--- RECORDS SUPPLIED ---
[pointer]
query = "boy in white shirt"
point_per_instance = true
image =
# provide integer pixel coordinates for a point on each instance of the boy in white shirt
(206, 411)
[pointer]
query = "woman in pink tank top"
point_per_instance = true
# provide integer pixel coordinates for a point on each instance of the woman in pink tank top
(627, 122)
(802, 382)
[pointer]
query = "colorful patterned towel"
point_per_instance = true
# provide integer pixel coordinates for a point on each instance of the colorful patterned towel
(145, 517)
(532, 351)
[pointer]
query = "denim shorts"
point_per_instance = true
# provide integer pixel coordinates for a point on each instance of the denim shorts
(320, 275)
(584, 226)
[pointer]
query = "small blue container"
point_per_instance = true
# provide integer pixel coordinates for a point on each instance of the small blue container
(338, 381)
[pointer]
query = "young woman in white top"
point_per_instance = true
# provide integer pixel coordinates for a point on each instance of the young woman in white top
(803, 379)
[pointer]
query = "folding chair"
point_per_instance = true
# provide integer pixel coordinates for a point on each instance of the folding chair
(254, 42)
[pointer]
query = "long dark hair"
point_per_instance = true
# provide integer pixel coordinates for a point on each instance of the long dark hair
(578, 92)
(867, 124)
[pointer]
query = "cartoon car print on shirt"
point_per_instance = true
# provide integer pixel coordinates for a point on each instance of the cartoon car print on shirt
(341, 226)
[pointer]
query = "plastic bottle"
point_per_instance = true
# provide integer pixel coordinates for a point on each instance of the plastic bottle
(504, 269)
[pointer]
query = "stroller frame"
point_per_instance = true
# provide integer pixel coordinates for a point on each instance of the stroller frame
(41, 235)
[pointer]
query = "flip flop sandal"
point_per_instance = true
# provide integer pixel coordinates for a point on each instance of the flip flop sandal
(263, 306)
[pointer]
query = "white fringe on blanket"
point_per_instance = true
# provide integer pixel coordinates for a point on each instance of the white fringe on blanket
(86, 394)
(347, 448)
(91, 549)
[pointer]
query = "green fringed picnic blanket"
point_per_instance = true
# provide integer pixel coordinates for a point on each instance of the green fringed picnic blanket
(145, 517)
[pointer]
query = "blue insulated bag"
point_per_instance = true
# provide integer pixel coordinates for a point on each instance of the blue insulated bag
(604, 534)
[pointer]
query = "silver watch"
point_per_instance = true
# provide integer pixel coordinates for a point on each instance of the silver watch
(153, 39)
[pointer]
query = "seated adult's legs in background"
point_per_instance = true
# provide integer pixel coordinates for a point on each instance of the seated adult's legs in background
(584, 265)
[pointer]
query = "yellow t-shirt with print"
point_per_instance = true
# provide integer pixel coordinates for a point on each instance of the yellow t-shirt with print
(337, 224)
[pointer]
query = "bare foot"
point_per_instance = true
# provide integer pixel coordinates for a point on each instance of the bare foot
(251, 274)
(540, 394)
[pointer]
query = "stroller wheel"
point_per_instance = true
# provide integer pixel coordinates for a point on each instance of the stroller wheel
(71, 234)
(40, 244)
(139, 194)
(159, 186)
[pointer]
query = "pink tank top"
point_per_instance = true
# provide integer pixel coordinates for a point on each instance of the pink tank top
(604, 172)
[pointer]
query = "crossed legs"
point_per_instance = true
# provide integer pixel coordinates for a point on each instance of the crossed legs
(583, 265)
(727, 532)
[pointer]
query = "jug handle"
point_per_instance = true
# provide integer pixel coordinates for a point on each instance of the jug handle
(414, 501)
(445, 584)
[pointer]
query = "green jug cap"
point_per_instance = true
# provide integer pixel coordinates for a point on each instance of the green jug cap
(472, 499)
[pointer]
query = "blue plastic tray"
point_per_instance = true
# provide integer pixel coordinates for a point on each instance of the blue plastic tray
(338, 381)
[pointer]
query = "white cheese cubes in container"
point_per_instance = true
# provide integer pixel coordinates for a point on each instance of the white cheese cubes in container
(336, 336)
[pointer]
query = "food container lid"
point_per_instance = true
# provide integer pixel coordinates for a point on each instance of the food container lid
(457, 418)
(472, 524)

--- SHORT EXERCISE ---
Set down the listing in full, keeping every word exactly as it is.

--- REPLY TO THE TASK ---
[pointer]
query = "boy in white shirt"
point_per_instance = true
image =
# provide integer pixel coordinates for a point on each instance of the boy in white shirt
(206, 411)
[pointer]
query = "woman in pink tank top"
point_per_instance = true
# provide integer pixel coordinates for a point on each instance of the woman in pink tank top
(627, 122)
(802, 382)
[pointer]
query = "colorful patterned towel"
point_per_instance = true
# provide integer pixel coordinates for a point on each instance of the colorful patterned towel
(145, 517)
(532, 351)
[pointer]
query = "denim shorts"
point_per_instance = true
# provide integer pixel coordinates for a point on each instance of the denim shorts
(320, 275)
(584, 226)
[pointer]
query = "small blue container"
point_per_instance = true
# provide integer pixel coordinates for a point on each instance of the small blue container
(338, 381)
[pointer]
query = "young woman in white top"
point_per_instance = true
# provide integer pixel coordinates for a point on each instance of the young woman in white top
(803, 379)
[pointer]
query = "folding chair"
point_per_instance = true
# provide integer pixel coordinates for a point on each instance of the folding chair
(254, 42)
[pointer]
query = "long dark hair"
point_per_instance = true
# provide integer pixel coordinates for a point on each instance of the long dark hair
(578, 92)
(867, 124)
[pointer]
query = "cartoon car print on shirt"
point_per_instance = true
# provide integer pixel coordinates for a point on each instance of the cartoon car print on shirt
(341, 226)
[pointer]
query = "plastic bottle"
point_per_instance = true
# provide integer pixel coordinates for a point on each instance of the plastic bottle
(504, 269)
[pointer]
query = "stroller frame"
point_per_instance = true
# provide integer pixel coordinates for a point on each instance of the stroller frame
(41, 235)
[pointer]
query = "flip flop sandal"
point_per_instance = true
# provide integer pixel coordinates for a point on each instance of the flip flop sandal
(263, 306)
[pointer]
query = "white fringe on blanket"
point_per_instance = true
# provide integer pixel coordinates for a point on each instance of the white fringe on blanket
(86, 394)
(347, 448)
(91, 549)
[pointer]
query = "green fringed picnic blanket"
point_per_instance = true
# provide integer pixel coordinates for a point on each instance of the green fringed picnic blanket
(145, 517)
[pointer]
query = "blue insulated bag"
point_per_instance = true
# provide integer pixel coordinates for a point on each instance of the blue insulated bag
(604, 534)
[pointer]
query = "silver watch"
point_per_instance = true
# provide integer pixel coordinates for a point on each instance of the silver watch
(153, 39)
[pointer]
query = "seated adult's legs in background"
point_per_instance = true
# provide integer pixel coordinates for a point on each instance of the seated adult's legs in background
(584, 265)
[pointer]
query = "yellow t-shirt with print"
point_per_instance = true
# provide integer pixel coordinates for a point on each instance of the yellow t-shirt with print
(337, 224)
[pointer]
query = "bare foot"
point_per_instance = true
# provide integer pixel coordinates for a point on each instance of the bare foot
(251, 274)
(540, 394)
[pointer]
query = "stroller wheel"
point_per_instance = true
# provide integer pixel coordinates for a point on each instance of the stroller wheel
(71, 234)
(40, 244)
(139, 194)
(159, 186)
[pointer]
query = "pink tank top"
point_per_instance = true
# provide integer pixel coordinates for a point on each instance of the pink tank top
(604, 172)
[pointer]
query = "crossed legs"
point_per_instance = true
# provide integer pixel coordinates for a point on each instance of the crossed legs
(583, 265)
(727, 532)
[pointer]
query = "jug handle"
point_per_instance = true
# provide integer pixel coordinates for a point on each instance of the jug handle
(414, 501)
(445, 584)
[pointer]
query = "green jug cap"
point_per_instance = true
# provide integer pixel coordinates for a point on each instance of the green jug cap
(472, 499)
[pointer]
query = "blue plastic tray"
point_per_instance = true
# provide integer pixel coordinates for a point on each instance of the blue plastic tray
(338, 381)
[pointer]
query = "white cheese cubes in container"
point_per_instance = true
# provide integer pixel coordinates for a point on each instance of the white cheese cubes in container
(336, 336)
[pointer]
query = "food container lid"
point_per_instance = true
# provide integer pixel coordinates for a point on each instance of the food container lid
(457, 418)
(472, 524)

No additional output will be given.